* [INPUT DATA]
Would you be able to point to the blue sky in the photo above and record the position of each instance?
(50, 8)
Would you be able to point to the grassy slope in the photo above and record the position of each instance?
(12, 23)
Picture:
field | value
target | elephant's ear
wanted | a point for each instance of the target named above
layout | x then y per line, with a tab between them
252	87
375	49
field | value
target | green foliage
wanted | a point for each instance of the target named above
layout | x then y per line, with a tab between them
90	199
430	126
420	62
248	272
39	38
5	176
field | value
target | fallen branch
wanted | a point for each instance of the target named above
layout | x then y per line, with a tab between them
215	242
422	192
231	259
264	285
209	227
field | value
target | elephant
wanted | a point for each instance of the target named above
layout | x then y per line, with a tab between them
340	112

* * *

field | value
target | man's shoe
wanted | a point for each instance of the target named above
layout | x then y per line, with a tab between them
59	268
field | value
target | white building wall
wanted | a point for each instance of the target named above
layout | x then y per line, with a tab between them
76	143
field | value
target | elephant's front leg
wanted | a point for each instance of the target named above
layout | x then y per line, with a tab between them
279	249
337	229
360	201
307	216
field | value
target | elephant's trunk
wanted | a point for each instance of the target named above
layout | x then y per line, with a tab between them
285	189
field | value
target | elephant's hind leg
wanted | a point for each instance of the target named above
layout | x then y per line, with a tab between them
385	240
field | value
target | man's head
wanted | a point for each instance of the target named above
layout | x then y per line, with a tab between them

* [HOW TO COMPLETE THIS TASK]
List the lines of the material in which the word "elephant" occurs.

* [RESULT OF THIS EXERCISE]
target | elephant's ear
target | elephant
target | elephant's front leg
target | elephant's trunk
target | elephant's hind leg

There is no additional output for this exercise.